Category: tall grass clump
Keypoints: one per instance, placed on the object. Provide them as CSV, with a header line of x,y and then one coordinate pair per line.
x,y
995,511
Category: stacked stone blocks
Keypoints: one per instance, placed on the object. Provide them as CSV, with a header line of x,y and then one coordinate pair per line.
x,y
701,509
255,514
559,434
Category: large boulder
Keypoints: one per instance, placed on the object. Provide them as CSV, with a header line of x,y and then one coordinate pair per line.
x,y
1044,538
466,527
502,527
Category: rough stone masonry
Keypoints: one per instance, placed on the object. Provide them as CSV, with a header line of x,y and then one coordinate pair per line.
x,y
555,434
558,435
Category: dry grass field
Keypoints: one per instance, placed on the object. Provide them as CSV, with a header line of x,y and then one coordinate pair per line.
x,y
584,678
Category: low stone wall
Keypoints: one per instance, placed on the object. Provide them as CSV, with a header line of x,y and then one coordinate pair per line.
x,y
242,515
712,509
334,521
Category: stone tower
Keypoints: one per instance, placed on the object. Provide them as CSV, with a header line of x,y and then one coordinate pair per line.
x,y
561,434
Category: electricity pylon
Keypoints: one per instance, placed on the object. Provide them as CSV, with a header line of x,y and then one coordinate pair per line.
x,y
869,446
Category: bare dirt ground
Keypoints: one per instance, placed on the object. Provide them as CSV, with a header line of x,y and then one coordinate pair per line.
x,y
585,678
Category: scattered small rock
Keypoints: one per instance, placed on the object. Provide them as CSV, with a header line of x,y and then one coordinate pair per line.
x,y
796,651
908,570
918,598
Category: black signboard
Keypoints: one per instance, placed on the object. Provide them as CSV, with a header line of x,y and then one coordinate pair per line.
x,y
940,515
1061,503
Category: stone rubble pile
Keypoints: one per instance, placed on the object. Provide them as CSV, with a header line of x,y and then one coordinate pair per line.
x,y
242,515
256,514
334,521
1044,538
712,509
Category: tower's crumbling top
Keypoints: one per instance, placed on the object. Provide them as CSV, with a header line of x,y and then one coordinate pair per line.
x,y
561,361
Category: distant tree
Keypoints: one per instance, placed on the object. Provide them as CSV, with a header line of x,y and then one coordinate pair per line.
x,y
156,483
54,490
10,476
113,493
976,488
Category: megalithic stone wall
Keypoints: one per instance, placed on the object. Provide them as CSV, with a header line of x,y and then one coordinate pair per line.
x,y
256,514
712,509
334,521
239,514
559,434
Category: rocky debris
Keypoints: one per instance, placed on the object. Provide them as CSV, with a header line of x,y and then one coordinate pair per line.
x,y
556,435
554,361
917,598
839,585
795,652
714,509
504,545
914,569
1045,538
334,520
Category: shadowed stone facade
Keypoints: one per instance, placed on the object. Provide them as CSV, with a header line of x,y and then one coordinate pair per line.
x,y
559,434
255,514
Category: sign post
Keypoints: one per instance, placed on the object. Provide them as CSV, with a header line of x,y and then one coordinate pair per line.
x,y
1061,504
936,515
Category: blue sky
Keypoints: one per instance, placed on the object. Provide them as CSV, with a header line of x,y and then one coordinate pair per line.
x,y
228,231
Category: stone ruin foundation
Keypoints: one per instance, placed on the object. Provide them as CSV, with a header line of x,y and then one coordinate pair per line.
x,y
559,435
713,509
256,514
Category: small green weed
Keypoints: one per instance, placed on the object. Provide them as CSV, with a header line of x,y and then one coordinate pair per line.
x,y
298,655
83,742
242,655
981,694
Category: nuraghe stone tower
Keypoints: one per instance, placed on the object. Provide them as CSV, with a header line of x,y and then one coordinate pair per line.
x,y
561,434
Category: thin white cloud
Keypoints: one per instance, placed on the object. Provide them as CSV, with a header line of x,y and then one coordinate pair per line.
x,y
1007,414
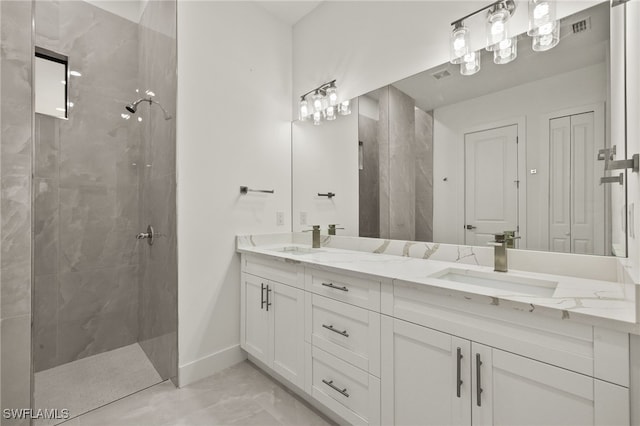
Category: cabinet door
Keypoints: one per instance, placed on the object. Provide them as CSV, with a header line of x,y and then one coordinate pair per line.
x,y
425,375
287,332
512,390
254,317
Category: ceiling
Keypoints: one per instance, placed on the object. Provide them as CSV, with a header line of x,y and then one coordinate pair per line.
x,y
573,52
289,12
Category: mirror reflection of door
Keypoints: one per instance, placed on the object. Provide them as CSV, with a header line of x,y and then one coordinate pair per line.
x,y
491,183
576,200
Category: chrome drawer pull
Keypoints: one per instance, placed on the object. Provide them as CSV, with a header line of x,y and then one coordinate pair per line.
x,y
330,327
335,388
335,286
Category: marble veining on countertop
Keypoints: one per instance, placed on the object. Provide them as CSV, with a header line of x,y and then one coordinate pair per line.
x,y
595,302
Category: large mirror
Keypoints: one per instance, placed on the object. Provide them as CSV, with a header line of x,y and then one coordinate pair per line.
x,y
456,159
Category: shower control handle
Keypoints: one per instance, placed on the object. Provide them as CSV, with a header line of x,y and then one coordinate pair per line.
x,y
149,235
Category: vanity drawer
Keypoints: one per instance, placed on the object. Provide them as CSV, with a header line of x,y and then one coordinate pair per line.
x,y
346,331
274,270
345,389
356,291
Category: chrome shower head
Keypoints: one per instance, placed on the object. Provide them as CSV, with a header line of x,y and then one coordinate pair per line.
x,y
133,107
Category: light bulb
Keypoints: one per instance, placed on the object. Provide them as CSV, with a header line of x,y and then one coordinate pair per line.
x,y
471,64
542,17
330,113
332,95
497,26
459,45
507,51
547,41
304,109
317,101
344,108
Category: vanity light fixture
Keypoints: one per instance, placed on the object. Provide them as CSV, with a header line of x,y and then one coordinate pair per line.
x,y
322,104
544,29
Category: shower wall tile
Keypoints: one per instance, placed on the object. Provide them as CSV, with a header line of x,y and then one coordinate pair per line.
x,y
424,175
46,224
384,159
45,322
15,361
369,188
47,145
15,204
402,190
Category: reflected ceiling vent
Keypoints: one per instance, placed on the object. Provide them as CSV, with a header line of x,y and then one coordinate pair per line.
x,y
439,75
581,26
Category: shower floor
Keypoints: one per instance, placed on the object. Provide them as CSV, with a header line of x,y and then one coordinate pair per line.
x,y
92,382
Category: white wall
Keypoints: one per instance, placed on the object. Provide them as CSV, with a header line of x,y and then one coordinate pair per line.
x,y
234,92
373,43
529,101
325,159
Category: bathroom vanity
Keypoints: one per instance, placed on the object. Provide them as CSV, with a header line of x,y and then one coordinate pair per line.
x,y
387,339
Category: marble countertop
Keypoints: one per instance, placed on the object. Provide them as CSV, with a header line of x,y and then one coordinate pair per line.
x,y
598,303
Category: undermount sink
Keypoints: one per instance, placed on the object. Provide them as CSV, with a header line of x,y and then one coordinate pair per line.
x,y
499,281
296,250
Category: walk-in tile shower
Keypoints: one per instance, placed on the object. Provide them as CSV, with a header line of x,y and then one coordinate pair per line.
x,y
103,303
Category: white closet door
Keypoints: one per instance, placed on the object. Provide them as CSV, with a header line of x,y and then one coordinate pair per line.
x,y
560,185
491,187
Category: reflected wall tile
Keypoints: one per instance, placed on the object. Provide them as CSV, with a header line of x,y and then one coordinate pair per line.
x,y
15,220
45,232
15,358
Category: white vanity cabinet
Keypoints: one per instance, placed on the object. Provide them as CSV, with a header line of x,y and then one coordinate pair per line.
x,y
272,323
380,351
434,378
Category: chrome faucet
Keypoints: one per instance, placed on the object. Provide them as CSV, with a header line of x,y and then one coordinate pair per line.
x,y
332,229
315,237
501,242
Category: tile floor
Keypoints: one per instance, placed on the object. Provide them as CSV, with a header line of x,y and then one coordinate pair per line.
x,y
86,384
239,395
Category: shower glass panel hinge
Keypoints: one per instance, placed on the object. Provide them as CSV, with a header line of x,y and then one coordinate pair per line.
x,y
633,164
613,179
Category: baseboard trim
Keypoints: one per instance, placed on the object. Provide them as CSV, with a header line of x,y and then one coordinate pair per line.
x,y
210,364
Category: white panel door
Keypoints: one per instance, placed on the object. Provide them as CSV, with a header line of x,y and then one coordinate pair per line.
x,y
287,331
576,202
520,391
255,318
587,195
560,185
422,371
491,183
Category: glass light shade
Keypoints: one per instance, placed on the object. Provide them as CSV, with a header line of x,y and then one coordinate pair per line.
x,y
459,44
304,109
317,118
318,102
471,64
344,108
548,41
330,113
541,14
332,95
497,29
506,52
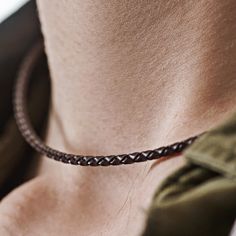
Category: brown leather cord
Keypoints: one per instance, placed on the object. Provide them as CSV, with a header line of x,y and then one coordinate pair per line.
x,y
27,131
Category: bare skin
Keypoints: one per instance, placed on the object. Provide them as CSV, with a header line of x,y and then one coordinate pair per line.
x,y
126,77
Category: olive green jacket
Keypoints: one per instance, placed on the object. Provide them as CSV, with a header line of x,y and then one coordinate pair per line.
x,y
198,199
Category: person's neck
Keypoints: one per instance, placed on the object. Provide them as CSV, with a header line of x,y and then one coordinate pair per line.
x,y
133,76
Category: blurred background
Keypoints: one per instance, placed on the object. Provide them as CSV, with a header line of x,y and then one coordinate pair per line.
x,y
7,7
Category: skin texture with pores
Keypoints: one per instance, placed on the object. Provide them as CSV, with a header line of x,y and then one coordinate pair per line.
x,y
126,76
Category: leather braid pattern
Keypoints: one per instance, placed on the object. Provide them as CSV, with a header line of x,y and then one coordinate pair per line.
x,y
33,139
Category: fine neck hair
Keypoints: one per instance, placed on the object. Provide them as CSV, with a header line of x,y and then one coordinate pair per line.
x,y
134,75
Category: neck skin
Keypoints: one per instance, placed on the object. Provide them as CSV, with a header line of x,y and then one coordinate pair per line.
x,y
129,76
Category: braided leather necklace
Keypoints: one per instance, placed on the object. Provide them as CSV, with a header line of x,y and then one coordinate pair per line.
x,y
27,131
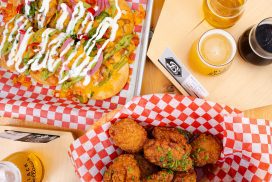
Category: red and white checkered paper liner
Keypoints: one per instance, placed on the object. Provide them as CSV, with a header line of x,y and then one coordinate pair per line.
x,y
37,103
247,154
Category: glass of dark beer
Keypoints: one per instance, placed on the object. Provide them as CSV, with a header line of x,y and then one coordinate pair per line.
x,y
255,45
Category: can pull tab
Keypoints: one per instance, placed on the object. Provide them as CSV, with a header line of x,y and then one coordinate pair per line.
x,y
181,74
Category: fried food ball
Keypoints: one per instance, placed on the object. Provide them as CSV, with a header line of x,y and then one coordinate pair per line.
x,y
161,176
169,134
128,135
145,166
124,168
189,176
168,155
206,149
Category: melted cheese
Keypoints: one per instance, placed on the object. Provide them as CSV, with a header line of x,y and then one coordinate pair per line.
x,y
63,17
78,13
41,17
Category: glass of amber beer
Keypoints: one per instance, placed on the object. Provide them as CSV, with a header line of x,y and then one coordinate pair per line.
x,y
213,53
21,166
223,13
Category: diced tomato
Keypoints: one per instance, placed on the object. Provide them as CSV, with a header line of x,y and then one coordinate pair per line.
x,y
98,46
136,40
91,10
34,44
82,36
19,8
107,34
91,2
132,56
22,31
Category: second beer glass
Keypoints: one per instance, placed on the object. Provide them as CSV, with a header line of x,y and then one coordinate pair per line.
x,y
223,13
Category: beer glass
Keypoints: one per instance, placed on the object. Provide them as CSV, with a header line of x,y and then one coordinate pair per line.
x,y
223,13
213,53
255,44
21,166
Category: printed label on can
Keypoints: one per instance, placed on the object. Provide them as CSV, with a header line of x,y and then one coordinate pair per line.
x,y
181,74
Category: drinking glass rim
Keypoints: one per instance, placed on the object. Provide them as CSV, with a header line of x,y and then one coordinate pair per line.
x,y
239,7
250,43
221,32
260,23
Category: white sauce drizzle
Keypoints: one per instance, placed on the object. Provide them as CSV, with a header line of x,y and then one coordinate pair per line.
x,y
87,22
63,17
43,45
52,61
22,49
78,13
5,34
15,45
16,27
83,68
27,7
41,17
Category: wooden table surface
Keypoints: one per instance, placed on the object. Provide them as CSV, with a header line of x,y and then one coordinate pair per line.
x,y
160,85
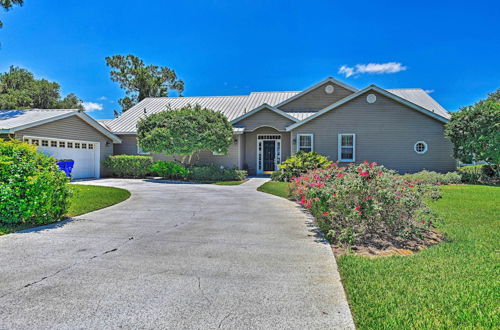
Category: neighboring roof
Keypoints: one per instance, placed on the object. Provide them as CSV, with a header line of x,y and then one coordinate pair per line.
x,y
15,120
421,98
231,106
262,107
367,89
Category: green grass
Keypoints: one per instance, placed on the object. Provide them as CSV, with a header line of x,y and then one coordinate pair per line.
x,y
275,188
84,199
451,285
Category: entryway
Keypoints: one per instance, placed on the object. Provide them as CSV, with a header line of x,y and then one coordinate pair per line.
x,y
268,153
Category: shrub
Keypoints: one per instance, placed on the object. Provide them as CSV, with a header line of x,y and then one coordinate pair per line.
x,y
434,178
32,187
169,170
127,166
299,163
365,201
485,174
215,173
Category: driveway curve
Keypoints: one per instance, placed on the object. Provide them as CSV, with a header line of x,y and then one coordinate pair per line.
x,y
174,256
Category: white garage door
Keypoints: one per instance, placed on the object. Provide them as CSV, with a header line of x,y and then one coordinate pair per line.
x,y
84,153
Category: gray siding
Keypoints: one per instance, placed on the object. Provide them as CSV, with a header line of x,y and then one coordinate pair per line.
x,y
231,160
386,132
265,117
317,99
72,128
250,161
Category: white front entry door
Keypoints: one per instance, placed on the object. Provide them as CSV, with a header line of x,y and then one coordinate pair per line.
x,y
85,154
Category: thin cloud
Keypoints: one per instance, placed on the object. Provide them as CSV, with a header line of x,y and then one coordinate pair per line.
x,y
372,68
91,106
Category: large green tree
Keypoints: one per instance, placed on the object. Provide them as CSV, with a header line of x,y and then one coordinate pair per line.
x,y
475,131
185,132
19,89
8,4
140,80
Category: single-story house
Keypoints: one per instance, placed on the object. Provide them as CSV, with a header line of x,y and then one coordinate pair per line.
x,y
64,134
402,129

━━━━━━

**WHAT YOU SHOULD DO:** Give the lines again from the one containing "Category: white front entry door" through the final line, switching "placed on the object" to "positioned on the object" and leaving everything else as it is.

**RESULT:**
Category: white front entry door
Keypoints: one per instance, positioned on the object. Provide them as CSV, with a header line of x,y and then one coordinate pair per line.
x,y
85,154
Category: thin cloud
Keypoints: one per instance, positioned on the object. Provide them as CSV, with a header line of x,y and then one coordinate pair per line.
x,y
372,68
91,106
Category: large green tree
Keypoints: one per instance, positioned on the object. Provide them as CSV, with a header line of x,y and then one coordinate pair per line.
x,y
475,131
185,132
19,89
8,4
140,80
Category: single-story house
Keypoints: one per instance, positioned on the object. Provide them as CSV, with a header line of x,y and then one coordinate pair per line.
x,y
64,134
402,129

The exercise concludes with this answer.